--- EXCERPT TO READ ---
Here you can see the trap on the wall, it's just a down over then up.
https://lh4.googleusercontent.com/-T...3/IMG_6038.JPG

The top of the trap right before the down is currently reading 30.3 C behind the insulation. The bottom of the trap is reading 22.6 C

The foam insulation read's 23.4C at the top and 22.1C at the bottom.

The tank insulation reads 21.6 at the top of the tank and 20.9 C at the bottom of the tank. the wall behind the tank reads 21.5C at the top of tank height and 19.8 at the floor height.

So the loop is really helping reduce the amount of pipe that is heating up due to rising hotwater from the tank. The insulation on the pipes is also making a big difference compared to bare copper that I originally had. All of the hot parts are still reading higher then ambient temperature but only by a little bit. If I find some insulation that fits I may wrap the 15" or so of pipe going into the top of the tank a bit more but beyond that I'm pretty happy with this.
--- ENTRIES SUPPLIED ---
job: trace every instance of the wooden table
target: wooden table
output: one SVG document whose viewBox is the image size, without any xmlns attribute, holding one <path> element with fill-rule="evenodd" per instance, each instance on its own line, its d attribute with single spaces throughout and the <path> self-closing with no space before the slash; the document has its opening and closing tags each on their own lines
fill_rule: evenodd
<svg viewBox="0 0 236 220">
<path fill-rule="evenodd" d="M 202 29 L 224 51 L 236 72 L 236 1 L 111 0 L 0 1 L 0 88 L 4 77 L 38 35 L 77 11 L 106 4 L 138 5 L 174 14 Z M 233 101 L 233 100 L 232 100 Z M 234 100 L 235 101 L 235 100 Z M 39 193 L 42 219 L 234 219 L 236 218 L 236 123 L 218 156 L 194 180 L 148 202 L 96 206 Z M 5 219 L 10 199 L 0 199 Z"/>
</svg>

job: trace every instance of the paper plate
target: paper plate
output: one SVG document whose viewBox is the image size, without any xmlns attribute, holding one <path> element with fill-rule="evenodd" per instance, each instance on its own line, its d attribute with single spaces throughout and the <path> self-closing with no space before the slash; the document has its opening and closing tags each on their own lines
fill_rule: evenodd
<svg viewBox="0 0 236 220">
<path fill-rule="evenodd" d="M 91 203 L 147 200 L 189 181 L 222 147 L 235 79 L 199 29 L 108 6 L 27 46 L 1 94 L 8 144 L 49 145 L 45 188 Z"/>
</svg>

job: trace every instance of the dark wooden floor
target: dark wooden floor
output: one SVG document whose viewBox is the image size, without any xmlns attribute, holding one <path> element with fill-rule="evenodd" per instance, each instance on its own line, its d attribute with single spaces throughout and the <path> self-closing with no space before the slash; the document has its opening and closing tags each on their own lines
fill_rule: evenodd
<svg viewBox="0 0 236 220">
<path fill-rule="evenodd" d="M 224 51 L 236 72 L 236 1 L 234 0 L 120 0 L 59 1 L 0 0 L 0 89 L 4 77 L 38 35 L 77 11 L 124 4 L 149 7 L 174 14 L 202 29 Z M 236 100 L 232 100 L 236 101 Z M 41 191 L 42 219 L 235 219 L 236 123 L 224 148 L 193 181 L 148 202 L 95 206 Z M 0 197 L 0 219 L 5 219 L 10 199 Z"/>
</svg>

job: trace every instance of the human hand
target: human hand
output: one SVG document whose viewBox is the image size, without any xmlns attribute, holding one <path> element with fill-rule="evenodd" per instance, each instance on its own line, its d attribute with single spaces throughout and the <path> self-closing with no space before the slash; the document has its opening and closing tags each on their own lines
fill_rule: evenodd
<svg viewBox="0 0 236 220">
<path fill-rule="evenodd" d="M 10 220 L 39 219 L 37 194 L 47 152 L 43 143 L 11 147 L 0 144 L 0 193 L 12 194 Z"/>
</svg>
---
*GOAL*. Continue the account of the water heater heat trap and its temperature readings, beginning after its final sentence.

*TASK RESPONSE*.
The tank could also use more insulation. The TED says it kicked on for 4 minutes at 10:14, 12:36, 3:55, and 7:29 The last hotwater usage was at roughly 8:00. so that's 16 minutes of standby overnight or 1.2 kwh costing me 8 or 12.5 cents depending on which tier my electric bill is in. assuming things were to stay like it was last night and we go worst case highest cost tier that's $45/year or 438 kwh in standby losses. That's a crap load but nowhere near enough to justify the cost an on demand would have cost me. That amount could easily justify a 220V timer however. I'll see what I can find

I'm currently thinking in the long run the tank and the solar hotwater storage tank will have a closet built around them and that will be insulated as well. I'm not convinced that wrapping another insulation blanket around the tank will make much of a difference but if I see something that will work I'll buy it and give it a try. I wish they made 4" foil backed fiberglass or rock wool and it was available around here.

Last edited by strider3700; 10-22-12 at 02:03 PM..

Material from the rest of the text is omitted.